----- Page

Le dollar n’est pas faible. Il est contesté .
Le dollar est fort. Il est fort non pas parce qu’il est cher ou pas cher, non il est fort parce qu’il fait ce qu’il veut, il impose sa Loi et les autres s’y adaptent qu’ils le veuillent ou non, comme par exemple la Chine en ce moment.
On nous parle de dédollarisation un peu comme si le mot était magique. C’est un récit , mais ce récit n’est pas confirmé par ce qui se passe sur les marchés.
Par ailleurs le récit mélange tout: le dollar utilisé dans les transactions, le dollar unité de compte, le dollar réserve, le dollar simple liquidité, le dollar assurance etc. Le dollar est et reste la pierre angulaire de la construction économique, financière et monétaire globale. Pour échapper a sa dictature il faut s’isoler hermétiquement.
Le sentiment négatif envers le dollar est élevé en 2023. Ce n’est pas nouveau en soi, il y a eu de nombreuses périodes de doute ou de rejet du dollar dans le passé.

----------

Travail à faire:
Répondez à ces questions d'après la page sur le dollar :
1. Quel pays est donné en exemple de ceux qui s'adaptent à la loi du dollar ?
2. Que faut-il faire pour échapper à la dictature du dollar ?
3. En quelle année le sentiment négatif envers le dollar est-il élevé ?
Les fiches sont un contenu à part, sans lien avec la page.

----- Lot de fiches

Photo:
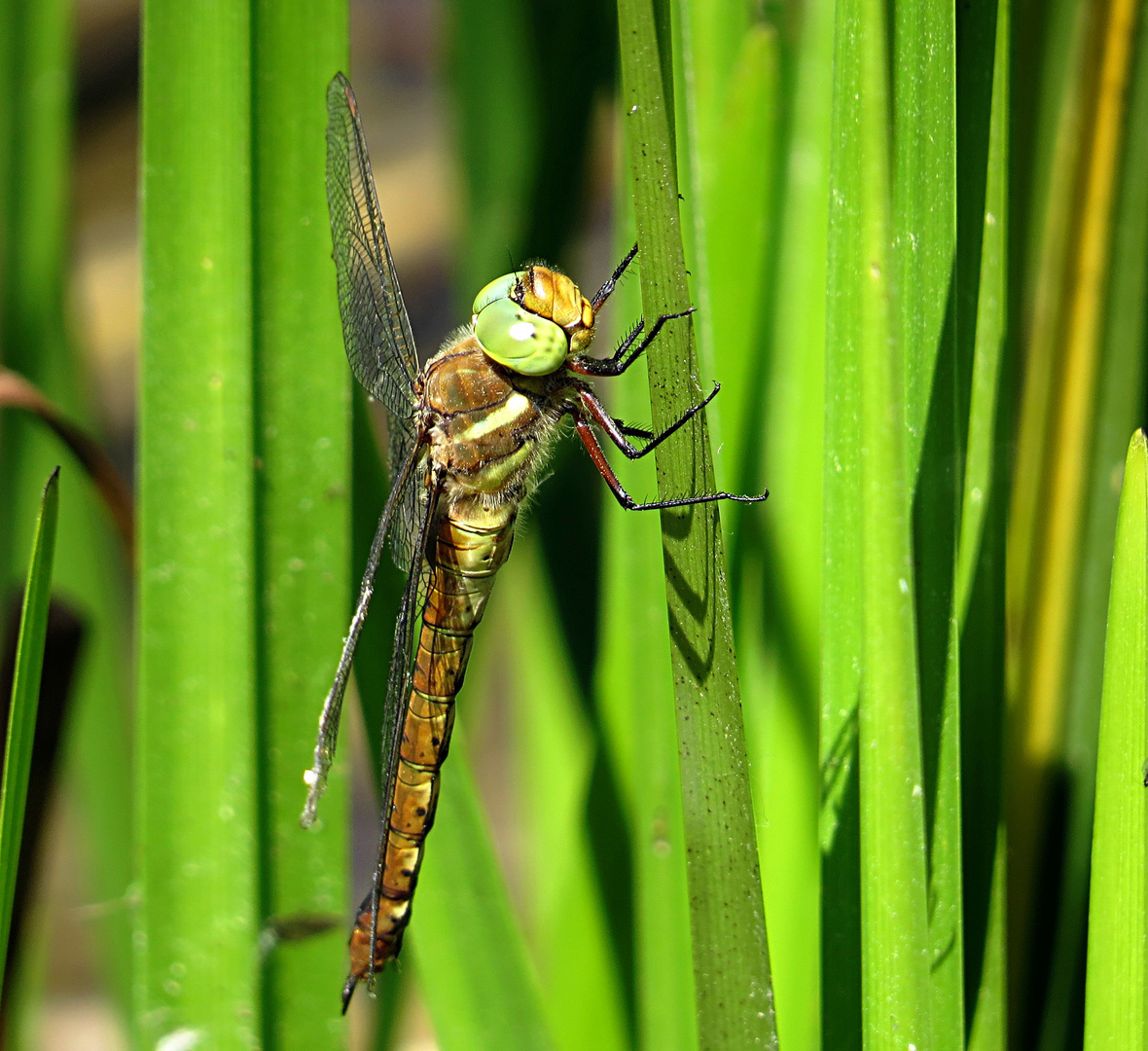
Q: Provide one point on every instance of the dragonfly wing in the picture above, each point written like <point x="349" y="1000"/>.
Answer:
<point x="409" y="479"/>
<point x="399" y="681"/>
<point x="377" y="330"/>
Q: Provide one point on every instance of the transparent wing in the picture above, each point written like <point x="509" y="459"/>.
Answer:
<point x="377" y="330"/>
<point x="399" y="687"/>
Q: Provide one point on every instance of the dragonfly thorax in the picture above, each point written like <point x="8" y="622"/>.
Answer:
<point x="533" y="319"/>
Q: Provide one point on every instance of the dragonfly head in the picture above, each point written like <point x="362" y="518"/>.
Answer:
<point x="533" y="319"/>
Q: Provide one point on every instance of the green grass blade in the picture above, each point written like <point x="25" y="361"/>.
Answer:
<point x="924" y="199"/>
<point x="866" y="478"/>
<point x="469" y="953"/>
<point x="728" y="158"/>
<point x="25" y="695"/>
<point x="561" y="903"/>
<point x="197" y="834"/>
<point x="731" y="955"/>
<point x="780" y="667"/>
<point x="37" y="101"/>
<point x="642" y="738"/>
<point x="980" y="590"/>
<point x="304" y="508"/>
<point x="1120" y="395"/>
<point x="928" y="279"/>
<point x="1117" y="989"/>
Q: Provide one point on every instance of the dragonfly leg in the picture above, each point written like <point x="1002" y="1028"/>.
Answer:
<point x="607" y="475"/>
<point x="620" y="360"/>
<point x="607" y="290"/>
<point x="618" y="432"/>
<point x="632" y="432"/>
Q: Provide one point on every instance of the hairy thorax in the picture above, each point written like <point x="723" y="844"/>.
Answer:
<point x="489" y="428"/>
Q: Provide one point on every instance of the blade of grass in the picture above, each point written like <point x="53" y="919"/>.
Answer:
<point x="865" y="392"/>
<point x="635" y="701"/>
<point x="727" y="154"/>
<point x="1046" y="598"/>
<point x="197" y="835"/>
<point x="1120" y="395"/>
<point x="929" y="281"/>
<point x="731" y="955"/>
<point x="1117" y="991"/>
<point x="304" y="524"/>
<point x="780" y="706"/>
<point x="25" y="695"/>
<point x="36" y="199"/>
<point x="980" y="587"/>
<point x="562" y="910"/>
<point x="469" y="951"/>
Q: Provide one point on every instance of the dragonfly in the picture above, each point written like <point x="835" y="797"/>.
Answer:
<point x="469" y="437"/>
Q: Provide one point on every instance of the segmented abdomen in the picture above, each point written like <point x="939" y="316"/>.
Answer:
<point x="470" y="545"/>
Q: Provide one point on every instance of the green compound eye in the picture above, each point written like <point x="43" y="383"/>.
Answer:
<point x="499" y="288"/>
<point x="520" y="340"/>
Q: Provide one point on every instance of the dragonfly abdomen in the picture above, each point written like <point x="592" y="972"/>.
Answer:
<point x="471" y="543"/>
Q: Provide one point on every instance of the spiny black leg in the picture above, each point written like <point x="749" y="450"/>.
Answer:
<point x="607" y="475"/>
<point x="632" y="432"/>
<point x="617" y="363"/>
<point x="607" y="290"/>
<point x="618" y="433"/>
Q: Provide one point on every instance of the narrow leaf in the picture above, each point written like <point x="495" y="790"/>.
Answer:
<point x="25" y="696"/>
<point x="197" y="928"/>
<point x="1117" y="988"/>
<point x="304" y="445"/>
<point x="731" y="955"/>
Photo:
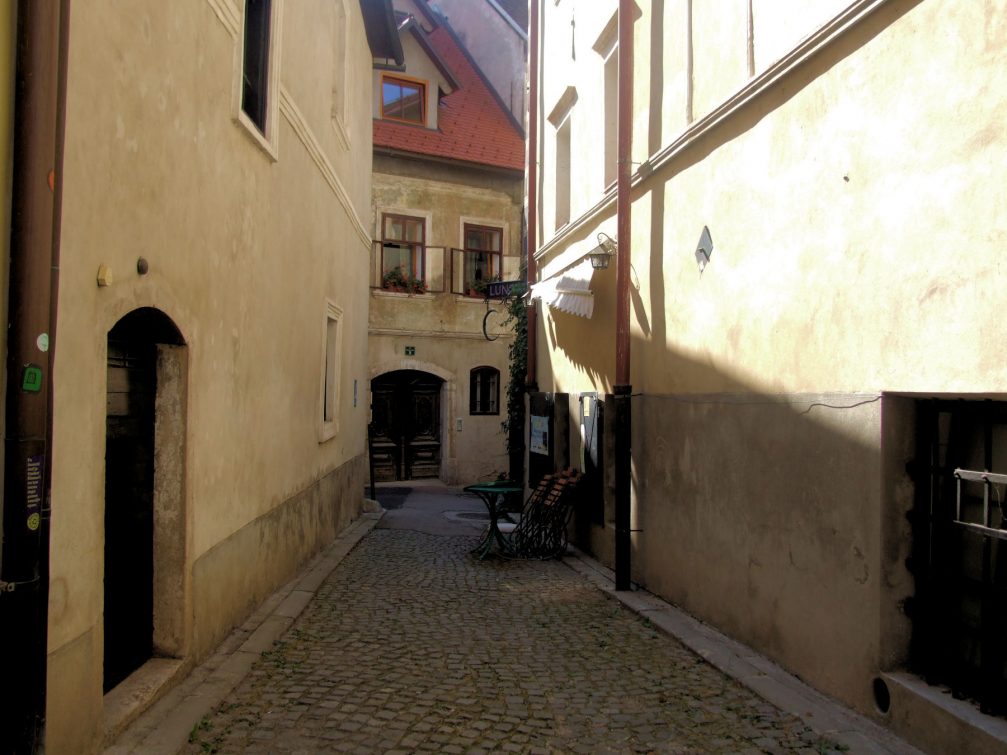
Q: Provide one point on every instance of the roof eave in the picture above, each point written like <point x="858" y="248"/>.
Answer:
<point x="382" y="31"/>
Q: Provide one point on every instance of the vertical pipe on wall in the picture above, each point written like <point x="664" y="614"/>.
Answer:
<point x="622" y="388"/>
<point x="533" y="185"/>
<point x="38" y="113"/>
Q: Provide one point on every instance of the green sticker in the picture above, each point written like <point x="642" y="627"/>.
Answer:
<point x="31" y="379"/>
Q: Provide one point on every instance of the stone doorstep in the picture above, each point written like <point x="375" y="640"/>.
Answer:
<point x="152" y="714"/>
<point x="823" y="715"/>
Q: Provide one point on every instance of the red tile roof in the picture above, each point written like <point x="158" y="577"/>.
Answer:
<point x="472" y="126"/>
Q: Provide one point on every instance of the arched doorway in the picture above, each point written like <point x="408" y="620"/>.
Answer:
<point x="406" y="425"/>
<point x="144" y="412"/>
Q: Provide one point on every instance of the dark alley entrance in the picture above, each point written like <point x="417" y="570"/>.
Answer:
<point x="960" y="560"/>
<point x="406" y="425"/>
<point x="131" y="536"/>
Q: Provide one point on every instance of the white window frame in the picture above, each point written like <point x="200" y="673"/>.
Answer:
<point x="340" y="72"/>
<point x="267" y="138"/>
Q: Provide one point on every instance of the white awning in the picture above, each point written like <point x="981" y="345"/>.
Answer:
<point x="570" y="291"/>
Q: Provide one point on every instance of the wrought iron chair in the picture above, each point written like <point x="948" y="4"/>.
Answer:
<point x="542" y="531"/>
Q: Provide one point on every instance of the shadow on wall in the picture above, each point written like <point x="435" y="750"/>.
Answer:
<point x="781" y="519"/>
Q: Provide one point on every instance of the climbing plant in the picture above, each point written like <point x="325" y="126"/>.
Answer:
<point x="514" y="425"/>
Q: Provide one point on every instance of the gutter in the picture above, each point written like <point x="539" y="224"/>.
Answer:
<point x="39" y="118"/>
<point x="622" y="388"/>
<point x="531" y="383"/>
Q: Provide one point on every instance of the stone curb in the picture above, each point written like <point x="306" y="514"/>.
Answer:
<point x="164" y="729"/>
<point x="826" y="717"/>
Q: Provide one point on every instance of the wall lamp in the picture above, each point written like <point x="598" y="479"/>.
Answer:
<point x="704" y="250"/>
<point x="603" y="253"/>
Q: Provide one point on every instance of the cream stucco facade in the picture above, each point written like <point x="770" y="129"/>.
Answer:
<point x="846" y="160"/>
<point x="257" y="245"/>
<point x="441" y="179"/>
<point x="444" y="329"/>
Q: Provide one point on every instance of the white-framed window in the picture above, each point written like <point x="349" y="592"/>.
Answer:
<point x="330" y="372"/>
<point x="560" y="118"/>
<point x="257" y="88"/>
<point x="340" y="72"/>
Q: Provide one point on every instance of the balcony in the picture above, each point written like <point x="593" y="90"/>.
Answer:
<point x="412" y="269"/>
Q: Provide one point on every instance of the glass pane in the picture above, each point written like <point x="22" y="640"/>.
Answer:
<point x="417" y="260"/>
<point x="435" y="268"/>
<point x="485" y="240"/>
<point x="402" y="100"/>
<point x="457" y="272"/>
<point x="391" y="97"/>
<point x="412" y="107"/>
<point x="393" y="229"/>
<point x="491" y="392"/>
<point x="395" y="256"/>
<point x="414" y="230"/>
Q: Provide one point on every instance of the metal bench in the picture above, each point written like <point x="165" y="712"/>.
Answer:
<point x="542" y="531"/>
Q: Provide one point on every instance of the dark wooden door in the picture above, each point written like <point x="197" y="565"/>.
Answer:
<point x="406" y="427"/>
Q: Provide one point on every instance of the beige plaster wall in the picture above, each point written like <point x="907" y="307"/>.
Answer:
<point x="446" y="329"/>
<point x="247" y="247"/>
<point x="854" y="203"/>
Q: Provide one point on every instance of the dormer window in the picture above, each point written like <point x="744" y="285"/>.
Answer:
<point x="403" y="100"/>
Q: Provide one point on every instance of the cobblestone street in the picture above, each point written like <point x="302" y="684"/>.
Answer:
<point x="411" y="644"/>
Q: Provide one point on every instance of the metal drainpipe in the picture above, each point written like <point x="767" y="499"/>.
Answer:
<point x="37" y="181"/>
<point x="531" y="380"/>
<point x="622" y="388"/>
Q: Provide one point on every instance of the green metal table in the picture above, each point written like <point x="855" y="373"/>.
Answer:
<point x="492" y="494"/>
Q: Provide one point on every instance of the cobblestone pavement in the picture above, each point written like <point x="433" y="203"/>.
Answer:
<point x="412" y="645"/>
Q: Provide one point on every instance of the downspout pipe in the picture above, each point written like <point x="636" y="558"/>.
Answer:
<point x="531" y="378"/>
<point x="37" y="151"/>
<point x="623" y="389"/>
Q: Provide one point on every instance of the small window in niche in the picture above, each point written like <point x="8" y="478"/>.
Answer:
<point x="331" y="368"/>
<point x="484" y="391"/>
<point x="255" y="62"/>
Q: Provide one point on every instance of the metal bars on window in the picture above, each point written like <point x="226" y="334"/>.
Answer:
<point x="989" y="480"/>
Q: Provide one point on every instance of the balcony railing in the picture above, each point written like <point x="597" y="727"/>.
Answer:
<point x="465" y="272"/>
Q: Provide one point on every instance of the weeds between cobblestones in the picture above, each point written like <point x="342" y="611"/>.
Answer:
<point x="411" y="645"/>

----------

Travail terminé:
1. La Chine.
2. Il faut s'isoler hermétiquement.
3. En 2023.